==== Input rows ====
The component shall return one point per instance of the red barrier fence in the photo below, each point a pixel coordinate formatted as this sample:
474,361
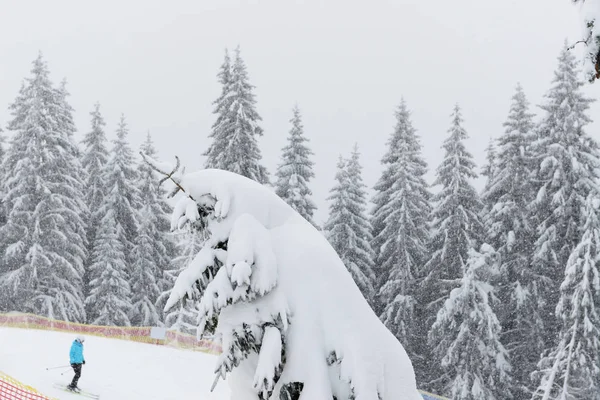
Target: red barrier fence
12,389
136,334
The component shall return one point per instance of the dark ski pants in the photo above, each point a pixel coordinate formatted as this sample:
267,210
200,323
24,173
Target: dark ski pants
77,369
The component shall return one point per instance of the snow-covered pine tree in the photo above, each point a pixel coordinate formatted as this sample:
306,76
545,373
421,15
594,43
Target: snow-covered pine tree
185,317
489,168
153,249
572,369
348,228
235,133
590,22
2,179
109,300
119,208
466,336
295,170
400,230
94,160
508,195
43,242
456,227
123,195
566,161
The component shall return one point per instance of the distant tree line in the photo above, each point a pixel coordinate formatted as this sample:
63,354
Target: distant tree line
494,295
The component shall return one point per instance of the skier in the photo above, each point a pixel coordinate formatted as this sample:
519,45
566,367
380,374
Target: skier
77,360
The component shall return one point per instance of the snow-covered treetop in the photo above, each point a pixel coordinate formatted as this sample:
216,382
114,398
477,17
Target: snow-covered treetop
590,26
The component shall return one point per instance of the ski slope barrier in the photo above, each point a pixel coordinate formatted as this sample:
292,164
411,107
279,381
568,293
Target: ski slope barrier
121,363
135,334
12,389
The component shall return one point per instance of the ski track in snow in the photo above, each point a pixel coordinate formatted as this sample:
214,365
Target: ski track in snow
115,369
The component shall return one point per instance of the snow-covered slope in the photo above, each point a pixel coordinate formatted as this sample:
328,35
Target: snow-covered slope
115,369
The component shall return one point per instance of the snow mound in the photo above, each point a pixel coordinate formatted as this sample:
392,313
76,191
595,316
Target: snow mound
115,369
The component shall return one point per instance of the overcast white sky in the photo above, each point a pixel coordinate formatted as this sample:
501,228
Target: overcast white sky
346,63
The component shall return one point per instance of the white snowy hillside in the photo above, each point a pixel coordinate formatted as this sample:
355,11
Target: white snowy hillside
114,369
293,323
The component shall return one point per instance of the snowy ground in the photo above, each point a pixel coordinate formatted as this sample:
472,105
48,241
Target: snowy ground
115,369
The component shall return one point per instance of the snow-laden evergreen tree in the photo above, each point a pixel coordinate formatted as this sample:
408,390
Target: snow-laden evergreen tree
566,163
153,248
348,229
2,178
466,336
590,23
43,243
572,369
119,208
509,230
296,170
122,194
400,230
109,300
489,168
235,133
456,227
488,171
94,160
185,317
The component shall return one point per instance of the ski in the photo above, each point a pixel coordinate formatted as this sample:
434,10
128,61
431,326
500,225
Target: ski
80,392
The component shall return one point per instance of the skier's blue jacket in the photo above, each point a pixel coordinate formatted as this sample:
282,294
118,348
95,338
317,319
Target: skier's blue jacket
76,353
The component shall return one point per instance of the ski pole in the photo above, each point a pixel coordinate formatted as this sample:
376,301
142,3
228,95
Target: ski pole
63,366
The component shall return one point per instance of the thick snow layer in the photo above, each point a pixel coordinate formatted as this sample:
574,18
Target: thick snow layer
115,369
279,269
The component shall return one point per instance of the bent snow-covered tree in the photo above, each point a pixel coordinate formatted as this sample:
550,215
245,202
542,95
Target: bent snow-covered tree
284,333
590,20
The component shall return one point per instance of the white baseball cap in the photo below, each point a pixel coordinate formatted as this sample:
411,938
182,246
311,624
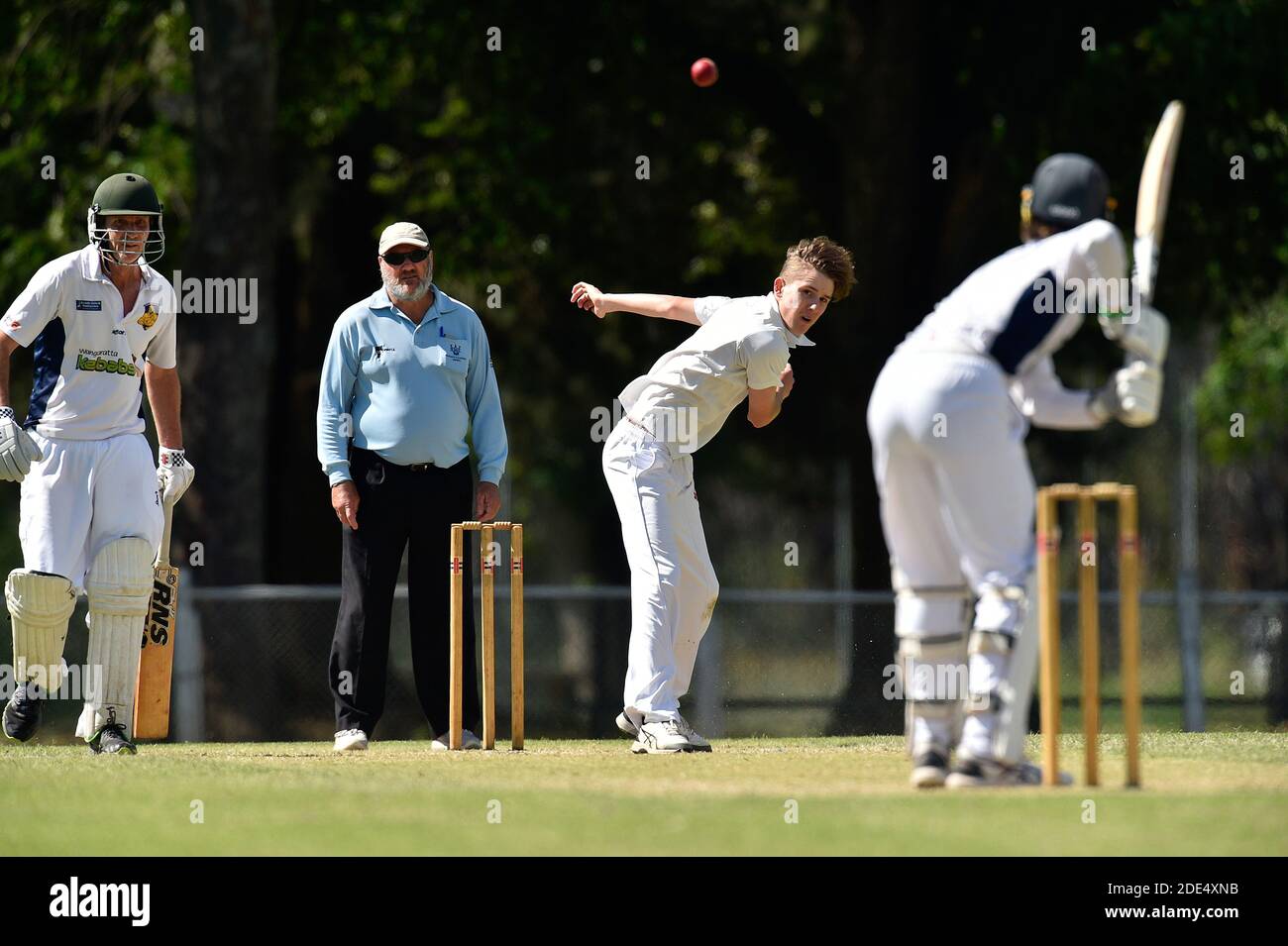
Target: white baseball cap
402,232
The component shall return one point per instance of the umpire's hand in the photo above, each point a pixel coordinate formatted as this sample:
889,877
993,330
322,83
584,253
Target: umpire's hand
344,501
487,502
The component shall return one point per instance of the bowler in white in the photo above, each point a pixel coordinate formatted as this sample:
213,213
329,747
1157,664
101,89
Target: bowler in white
741,352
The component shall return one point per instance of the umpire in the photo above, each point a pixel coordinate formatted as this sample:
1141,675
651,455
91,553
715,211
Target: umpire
407,376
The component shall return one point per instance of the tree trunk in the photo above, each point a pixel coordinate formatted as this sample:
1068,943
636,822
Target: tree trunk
227,366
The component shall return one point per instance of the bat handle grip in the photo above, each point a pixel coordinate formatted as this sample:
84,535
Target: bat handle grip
163,551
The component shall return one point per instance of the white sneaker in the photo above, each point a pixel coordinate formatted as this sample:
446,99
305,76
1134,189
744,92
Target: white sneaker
351,740
669,736
468,742
970,773
928,769
627,725
697,742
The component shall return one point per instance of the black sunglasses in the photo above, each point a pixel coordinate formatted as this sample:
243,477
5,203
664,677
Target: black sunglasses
397,259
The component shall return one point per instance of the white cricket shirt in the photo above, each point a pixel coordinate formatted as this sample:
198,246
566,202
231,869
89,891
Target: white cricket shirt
687,395
88,353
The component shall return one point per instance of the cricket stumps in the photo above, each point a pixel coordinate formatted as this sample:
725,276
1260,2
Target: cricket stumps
1089,620
488,562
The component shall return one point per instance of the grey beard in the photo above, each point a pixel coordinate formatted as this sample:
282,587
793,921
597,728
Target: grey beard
413,293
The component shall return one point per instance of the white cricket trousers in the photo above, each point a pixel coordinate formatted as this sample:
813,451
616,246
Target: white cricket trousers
674,585
84,494
952,473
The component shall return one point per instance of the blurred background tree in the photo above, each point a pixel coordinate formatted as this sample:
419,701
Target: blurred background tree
520,161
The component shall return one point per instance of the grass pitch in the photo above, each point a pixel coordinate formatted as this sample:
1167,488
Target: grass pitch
1205,794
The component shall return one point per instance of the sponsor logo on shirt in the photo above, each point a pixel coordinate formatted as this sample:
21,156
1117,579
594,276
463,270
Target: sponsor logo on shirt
106,362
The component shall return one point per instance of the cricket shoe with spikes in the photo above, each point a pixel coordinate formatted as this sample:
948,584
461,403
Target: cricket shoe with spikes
971,773
928,769
668,736
627,723
110,738
22,712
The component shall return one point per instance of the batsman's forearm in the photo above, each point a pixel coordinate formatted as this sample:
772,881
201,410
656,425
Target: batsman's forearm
163,396
678,308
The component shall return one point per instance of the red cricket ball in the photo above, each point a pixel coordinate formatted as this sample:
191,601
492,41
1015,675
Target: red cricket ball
703,72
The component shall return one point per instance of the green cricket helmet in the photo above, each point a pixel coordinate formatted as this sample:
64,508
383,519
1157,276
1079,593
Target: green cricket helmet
133,194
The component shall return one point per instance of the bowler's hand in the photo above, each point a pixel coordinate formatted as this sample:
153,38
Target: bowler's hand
344,501
590,299
487,502
786,381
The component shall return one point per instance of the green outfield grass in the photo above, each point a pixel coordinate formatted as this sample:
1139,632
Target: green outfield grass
1205,794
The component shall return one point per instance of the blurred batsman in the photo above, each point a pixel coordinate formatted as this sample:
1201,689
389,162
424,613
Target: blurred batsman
406,387
948,417
101,319
739,353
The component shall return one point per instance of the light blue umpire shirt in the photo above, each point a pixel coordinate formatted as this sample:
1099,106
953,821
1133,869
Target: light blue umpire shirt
412,391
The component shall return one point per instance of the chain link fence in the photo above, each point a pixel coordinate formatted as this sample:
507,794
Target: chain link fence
252,662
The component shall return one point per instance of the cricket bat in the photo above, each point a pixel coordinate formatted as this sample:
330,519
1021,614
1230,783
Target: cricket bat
1155,183
153,693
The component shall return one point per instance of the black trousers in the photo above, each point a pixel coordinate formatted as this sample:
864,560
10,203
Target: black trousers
398,506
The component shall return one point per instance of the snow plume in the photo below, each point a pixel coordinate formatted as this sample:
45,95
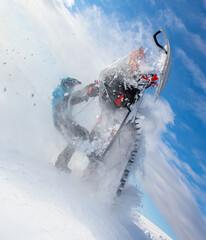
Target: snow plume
41,42
161,176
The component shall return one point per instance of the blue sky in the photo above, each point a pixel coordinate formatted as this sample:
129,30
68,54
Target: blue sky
58,43
185,24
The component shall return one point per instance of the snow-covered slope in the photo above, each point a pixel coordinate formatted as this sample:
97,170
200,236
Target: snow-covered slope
149,228
39,202
41,42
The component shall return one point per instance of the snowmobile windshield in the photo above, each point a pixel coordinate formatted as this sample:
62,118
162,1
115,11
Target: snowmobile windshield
69,83
130,68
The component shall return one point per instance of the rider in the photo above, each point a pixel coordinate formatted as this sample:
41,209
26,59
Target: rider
120,85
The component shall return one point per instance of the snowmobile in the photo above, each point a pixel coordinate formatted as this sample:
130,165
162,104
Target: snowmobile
114,141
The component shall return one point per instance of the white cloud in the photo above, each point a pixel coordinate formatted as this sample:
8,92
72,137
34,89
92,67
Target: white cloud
80,45
199,77
164,176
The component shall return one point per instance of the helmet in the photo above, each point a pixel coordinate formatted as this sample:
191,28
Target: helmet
136,57
68,83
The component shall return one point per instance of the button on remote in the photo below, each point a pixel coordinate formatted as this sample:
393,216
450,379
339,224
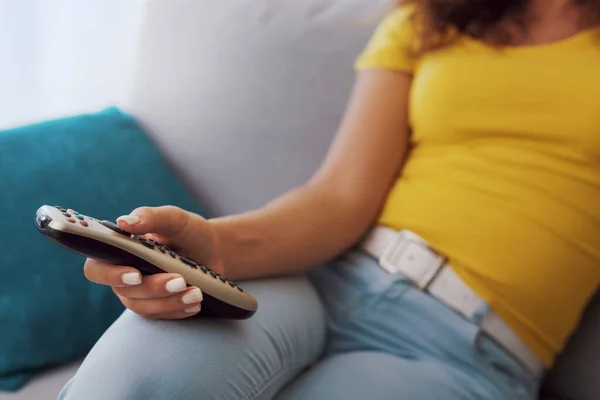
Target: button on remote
112,226
188,262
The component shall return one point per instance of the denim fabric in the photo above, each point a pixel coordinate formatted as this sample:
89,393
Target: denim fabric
357,332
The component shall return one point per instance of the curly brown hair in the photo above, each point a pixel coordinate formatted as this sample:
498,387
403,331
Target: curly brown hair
495,21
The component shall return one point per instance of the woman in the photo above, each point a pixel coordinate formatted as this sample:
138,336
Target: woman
472,131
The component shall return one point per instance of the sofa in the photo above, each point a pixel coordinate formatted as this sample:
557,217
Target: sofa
243,97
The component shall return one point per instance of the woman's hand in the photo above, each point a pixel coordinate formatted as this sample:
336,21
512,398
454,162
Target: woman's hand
166,295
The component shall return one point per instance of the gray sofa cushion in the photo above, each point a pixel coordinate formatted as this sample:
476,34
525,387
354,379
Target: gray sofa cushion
244,97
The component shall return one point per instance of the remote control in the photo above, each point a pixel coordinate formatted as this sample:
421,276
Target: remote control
104,240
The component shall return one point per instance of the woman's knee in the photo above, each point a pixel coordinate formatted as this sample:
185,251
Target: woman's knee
143,359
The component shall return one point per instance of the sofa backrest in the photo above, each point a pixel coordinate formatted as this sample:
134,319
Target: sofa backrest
244,97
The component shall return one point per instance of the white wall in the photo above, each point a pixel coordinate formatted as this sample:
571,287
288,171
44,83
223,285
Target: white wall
59,57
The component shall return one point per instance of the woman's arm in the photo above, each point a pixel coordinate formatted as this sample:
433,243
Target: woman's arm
317,221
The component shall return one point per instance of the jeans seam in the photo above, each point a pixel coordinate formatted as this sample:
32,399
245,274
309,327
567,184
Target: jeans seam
258,390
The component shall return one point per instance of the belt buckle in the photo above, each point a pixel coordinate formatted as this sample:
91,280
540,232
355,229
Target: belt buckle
411,256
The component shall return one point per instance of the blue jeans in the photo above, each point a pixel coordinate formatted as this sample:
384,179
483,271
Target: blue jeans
353,331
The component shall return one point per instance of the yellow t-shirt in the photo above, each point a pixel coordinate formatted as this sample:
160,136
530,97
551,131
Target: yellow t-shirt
504,175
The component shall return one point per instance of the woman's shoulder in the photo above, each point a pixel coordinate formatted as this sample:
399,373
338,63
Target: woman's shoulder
394,43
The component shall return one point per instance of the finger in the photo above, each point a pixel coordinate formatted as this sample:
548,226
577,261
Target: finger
176,315
111,275
154,286
189,299
165,220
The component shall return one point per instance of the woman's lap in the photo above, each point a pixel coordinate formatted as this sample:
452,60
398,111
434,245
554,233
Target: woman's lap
208,359
362,331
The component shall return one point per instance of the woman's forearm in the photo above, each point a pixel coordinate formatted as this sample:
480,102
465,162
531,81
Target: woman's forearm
316,222
295,232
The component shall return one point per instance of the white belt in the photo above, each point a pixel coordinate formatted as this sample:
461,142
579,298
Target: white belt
406,253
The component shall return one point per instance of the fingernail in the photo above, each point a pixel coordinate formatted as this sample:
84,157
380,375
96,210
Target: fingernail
192,310
129,219
176,285
193,296
131,278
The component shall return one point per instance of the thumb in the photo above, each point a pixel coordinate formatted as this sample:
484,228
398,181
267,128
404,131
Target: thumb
166,220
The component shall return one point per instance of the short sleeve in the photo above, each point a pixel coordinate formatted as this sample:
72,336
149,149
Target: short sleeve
393,44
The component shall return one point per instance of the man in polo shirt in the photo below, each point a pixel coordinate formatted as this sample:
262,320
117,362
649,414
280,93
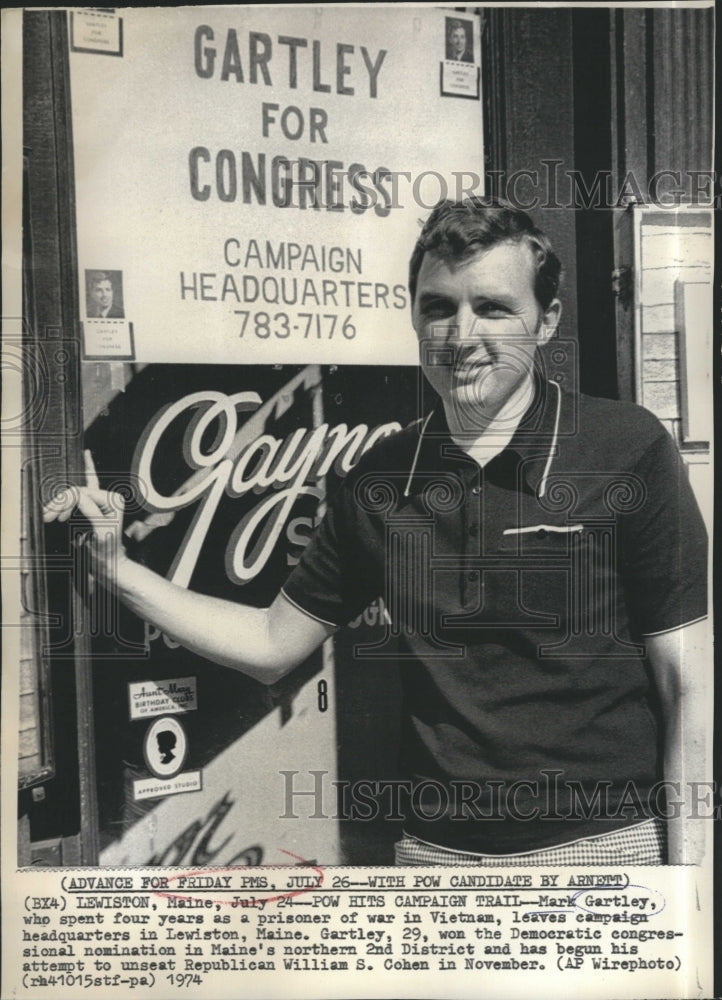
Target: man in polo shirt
543,561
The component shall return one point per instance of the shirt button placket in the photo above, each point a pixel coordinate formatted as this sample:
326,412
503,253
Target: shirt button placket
470,577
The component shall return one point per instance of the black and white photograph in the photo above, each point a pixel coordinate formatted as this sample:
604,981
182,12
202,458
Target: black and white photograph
104,294
459,40
364,577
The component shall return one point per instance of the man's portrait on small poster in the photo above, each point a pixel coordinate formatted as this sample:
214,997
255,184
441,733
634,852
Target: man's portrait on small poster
459,40
104,294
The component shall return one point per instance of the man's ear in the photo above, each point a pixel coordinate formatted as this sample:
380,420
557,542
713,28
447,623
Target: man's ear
550,321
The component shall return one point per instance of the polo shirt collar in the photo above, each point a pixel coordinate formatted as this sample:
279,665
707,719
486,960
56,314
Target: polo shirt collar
535,440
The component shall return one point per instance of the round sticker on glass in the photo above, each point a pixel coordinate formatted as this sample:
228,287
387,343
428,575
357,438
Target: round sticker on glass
165,747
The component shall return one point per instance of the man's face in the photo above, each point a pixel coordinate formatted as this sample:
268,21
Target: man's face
458,41
102,294
479,323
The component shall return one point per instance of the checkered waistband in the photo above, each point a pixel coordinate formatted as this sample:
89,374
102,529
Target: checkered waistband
641,844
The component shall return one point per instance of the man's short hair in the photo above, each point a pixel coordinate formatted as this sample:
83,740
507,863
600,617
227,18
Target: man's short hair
457,230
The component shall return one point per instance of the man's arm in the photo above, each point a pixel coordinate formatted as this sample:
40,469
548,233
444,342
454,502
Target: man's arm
678,661
263,643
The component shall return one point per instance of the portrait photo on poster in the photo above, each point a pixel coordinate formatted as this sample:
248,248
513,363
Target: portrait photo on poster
358,502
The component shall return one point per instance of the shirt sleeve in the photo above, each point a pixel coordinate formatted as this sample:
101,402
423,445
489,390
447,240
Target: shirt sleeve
333,580
664,545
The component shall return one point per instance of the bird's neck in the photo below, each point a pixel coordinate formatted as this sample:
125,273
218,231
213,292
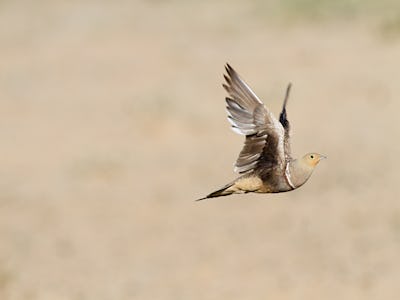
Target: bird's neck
299,172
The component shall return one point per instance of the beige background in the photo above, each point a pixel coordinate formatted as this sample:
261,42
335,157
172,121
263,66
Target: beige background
112,122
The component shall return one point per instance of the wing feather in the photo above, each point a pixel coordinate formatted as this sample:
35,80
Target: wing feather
264,143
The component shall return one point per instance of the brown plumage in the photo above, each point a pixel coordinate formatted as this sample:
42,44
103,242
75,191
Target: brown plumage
265,162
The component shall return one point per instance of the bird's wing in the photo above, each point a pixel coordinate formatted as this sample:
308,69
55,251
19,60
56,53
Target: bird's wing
264,144
286,125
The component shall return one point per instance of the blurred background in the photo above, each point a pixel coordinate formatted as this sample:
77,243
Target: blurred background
112,121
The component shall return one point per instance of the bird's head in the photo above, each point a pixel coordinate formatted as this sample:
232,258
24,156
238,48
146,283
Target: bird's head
312,159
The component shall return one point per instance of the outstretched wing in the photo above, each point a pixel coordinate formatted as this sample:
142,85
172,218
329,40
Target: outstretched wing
286,125
264,144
====
→ **Requirement**
The line that contains "the bird's neck" opens the part to copy, and the last line of the records closes it; set down those lines exactly, pictures excluded.

→ **Solution below**
The component shall return one point per instance of the bird's neck in the photo below, each point a pixel coordinate formatted as this sample:
125,273
218,231
213,292
Target: bird's neck
299,172
The component shall return one point per instance of the beige background in the photo above, each point a pixel coordinate formatted as this sample:
261,42
335,157
172,121
263,66
Target: beige background
112,122
The component shall return one point per instance of the wing feather in the photo above, each point a pixel coordinate formatted as this sample:
35,80
Target: wing feather
264,143
The component shall return one point per instance of the brown plumage in the photo above, each point a pixel coordinate formatted as this sample:
42,44
103,242
75,191
Target: brown plumage
265,162
The component shall return one point per instance of the bird's wing in the photo above, each point a pixel coordinate formatted as this sample:
308,69
55,251
19,60
56,53
Target: bird's wing
264,144
286,125
The component shall return one point per instance of the blurred background in the photo above, each point a pixel coordinate formatted as this sample:
77,243
Target: blurred background
112,121
The component shall return one point per instance of the bird's head in the photo above, each point a pixel coordinate formatted as this sample:
232,258
24,156
238,48
146,283
Target: bird's head
312,159
The component shall return one point per instance of the outstretched wing in the photo above, each point a pixel coordinate formatted as this sample:
142,85
172,218
329,40
Target: outstretched wing
286,125
264,144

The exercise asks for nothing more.